_What the task requires_
Can you quote the lines below exactly, starting at the line with "443, row 194" and going through the last one?

==========

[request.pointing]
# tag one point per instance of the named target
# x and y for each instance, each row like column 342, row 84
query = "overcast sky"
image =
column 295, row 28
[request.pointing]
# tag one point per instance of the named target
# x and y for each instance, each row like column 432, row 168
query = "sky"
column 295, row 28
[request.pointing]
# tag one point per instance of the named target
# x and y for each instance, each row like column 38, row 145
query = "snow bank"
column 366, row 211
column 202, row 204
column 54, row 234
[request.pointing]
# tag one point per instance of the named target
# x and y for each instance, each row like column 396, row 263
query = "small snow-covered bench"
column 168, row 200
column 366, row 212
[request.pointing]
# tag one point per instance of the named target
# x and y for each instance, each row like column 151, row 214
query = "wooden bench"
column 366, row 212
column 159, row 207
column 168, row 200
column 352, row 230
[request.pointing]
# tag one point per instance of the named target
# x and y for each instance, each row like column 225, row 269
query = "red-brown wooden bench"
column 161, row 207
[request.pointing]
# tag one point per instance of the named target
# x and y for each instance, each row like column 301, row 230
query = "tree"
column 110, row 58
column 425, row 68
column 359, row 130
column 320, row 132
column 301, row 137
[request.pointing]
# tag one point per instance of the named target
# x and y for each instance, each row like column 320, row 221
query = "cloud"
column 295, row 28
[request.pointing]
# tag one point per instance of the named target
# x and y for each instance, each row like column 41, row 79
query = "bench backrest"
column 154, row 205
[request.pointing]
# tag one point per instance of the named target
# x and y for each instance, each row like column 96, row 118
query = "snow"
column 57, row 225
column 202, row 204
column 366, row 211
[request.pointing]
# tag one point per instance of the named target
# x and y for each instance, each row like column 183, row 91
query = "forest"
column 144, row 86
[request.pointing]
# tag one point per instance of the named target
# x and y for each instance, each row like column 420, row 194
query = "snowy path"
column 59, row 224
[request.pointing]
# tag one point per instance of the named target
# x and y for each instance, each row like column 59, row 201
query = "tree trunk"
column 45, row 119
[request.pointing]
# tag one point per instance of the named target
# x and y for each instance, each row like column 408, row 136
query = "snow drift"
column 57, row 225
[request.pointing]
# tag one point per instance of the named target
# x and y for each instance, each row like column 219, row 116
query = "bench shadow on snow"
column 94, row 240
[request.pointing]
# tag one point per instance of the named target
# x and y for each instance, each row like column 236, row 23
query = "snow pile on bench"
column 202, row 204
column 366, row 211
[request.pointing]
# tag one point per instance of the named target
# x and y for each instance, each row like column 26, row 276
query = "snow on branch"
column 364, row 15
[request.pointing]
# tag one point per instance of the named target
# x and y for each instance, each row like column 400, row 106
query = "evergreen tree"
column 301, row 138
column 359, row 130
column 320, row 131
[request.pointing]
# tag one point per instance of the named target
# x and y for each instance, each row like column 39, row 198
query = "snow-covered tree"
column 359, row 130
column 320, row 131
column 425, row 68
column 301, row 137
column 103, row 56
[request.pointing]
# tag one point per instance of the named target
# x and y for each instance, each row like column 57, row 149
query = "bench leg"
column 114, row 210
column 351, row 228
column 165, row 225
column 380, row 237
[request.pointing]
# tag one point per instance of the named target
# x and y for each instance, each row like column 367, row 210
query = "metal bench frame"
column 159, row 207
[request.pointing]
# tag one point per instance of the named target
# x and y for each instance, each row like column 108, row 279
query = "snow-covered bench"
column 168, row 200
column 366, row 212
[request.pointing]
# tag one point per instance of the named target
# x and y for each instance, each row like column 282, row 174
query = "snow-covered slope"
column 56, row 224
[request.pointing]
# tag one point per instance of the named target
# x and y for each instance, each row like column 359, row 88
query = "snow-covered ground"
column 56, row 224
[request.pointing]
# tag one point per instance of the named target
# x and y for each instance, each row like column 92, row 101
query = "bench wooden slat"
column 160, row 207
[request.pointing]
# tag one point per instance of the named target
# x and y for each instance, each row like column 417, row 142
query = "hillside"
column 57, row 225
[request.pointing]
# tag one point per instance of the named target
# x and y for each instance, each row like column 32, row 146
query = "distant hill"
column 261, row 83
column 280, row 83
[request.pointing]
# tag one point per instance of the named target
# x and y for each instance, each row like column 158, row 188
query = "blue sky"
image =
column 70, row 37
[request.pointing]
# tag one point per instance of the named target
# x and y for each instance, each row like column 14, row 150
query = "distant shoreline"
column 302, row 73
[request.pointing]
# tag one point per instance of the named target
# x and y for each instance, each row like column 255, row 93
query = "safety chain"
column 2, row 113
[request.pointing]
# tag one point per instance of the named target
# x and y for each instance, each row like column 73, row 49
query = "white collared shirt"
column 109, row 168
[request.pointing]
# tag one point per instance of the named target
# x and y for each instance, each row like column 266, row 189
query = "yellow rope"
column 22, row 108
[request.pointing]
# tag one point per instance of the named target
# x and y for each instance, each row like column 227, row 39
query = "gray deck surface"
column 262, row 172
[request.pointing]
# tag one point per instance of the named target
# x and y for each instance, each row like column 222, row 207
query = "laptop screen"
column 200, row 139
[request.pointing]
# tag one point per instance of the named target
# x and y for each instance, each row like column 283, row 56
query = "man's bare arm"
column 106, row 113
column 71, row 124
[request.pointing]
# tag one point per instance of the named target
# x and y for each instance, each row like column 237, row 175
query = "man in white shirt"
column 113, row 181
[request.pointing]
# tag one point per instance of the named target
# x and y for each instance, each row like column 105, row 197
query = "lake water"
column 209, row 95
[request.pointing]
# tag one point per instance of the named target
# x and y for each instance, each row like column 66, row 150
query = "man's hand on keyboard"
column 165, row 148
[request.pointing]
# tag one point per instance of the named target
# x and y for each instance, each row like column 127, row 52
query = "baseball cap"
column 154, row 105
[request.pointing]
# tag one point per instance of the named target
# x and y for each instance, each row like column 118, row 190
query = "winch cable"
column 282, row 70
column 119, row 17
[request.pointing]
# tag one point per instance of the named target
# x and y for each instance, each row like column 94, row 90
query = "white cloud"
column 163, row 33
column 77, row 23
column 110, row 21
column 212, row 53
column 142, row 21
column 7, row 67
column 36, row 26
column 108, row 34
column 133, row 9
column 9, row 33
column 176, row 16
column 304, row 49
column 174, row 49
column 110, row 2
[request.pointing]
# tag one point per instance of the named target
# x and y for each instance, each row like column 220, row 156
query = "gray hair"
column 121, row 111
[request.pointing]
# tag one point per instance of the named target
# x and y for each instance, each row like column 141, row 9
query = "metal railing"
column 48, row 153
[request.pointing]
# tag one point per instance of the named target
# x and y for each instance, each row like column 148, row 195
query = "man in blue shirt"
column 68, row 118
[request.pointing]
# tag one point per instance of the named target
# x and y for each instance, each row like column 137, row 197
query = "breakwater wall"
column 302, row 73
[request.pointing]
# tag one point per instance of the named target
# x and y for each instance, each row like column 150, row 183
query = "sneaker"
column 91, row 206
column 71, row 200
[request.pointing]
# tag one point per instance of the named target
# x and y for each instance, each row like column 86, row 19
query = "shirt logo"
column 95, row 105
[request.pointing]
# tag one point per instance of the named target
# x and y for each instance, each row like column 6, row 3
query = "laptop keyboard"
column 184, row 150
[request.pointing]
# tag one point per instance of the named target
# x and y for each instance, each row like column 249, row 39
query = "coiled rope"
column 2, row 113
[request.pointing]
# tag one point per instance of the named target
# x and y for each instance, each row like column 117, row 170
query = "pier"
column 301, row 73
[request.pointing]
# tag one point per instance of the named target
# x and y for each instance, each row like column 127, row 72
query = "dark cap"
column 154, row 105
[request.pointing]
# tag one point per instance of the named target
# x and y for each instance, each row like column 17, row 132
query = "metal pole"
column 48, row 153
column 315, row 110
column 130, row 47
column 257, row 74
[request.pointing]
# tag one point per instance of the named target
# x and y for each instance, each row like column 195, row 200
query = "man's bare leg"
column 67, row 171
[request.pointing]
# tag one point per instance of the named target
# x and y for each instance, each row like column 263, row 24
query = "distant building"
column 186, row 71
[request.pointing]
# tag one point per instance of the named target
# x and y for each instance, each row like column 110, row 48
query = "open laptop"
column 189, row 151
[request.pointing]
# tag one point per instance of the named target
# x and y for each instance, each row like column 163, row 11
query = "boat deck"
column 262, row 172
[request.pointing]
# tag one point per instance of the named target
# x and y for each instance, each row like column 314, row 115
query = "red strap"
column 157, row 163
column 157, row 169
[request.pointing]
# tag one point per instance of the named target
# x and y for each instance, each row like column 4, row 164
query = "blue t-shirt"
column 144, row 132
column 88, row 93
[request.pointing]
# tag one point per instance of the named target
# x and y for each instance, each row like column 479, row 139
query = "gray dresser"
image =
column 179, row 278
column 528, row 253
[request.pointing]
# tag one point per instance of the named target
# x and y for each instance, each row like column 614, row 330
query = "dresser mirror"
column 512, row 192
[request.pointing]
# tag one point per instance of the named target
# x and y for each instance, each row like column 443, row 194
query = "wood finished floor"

==========

_The completed task_
# x and y for each instance, each row like column 443, row 194
query = "wood finished floor"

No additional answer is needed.